▶ _Directions_
Repeat the records below word for word, but start at the line that contains "If you could drop a marker on the curly", stop after the last line, and include nothing else.
========
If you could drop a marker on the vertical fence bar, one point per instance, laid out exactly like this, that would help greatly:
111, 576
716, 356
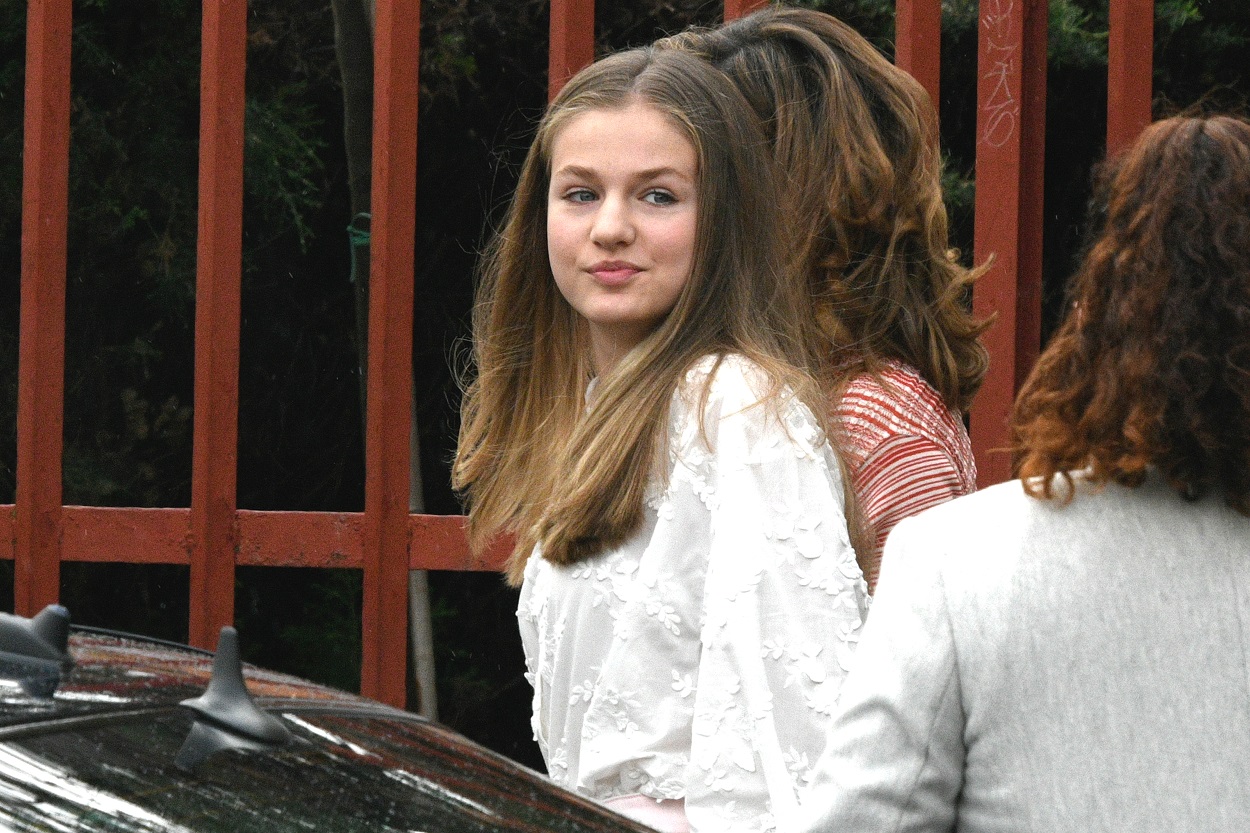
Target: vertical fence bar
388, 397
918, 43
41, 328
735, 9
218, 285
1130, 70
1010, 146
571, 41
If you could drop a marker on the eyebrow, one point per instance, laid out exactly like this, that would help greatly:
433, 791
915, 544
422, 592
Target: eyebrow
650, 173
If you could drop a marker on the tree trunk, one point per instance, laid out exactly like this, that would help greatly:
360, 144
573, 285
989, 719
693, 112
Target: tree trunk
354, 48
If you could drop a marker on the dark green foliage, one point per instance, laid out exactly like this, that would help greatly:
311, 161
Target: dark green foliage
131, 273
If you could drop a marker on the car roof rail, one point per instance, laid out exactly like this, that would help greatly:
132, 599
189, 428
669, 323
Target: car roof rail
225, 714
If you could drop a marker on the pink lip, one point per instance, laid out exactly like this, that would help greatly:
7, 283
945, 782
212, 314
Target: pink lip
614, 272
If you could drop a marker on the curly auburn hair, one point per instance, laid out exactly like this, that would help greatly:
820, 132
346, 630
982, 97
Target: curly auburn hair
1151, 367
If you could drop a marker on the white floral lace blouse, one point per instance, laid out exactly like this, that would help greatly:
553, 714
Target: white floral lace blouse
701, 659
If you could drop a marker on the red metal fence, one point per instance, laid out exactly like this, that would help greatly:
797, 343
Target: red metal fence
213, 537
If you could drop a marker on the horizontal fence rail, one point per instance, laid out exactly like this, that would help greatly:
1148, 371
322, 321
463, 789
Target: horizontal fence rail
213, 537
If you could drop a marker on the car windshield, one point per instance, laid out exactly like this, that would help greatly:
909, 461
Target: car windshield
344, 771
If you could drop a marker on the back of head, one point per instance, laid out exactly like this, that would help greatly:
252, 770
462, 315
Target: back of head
========
▶ _Task answer_
If you could drop a marker on the curly auburn hair, one point per instance, laid out exactly like this, that would help greatly:
820, 132
346, 630
982, 97
Target: curly auburn hair
1151, 367
If you could drop a marker on the white floral lace blouse, one point per instance, laid out exactly like this, that would help greatly:
553, 714
Target: white floral lace blouse
701, 659
If you could drop a marker on the red metal fence, one point per instance, laid out exactly like this, that would help greatly:
797, 343
Target: red metal fence
213, 537
If you could drop a marker on the horizontal fence rail, one point per instance, laid out exactly like this, that would help greatly:
1148, 371
322, 321
463, 789
Target: horizontal fence rail
213, 537
If you could drop a marker on the car windshield, one point per instance, laid out exactly like this, that would help greatly:
909, 461
Target: car windshield
344, 771
If you could drop a marker on the back of head, one point per instance, laid out exactly like this, that would help greatly:
252, 770
462, 315
Target: back of head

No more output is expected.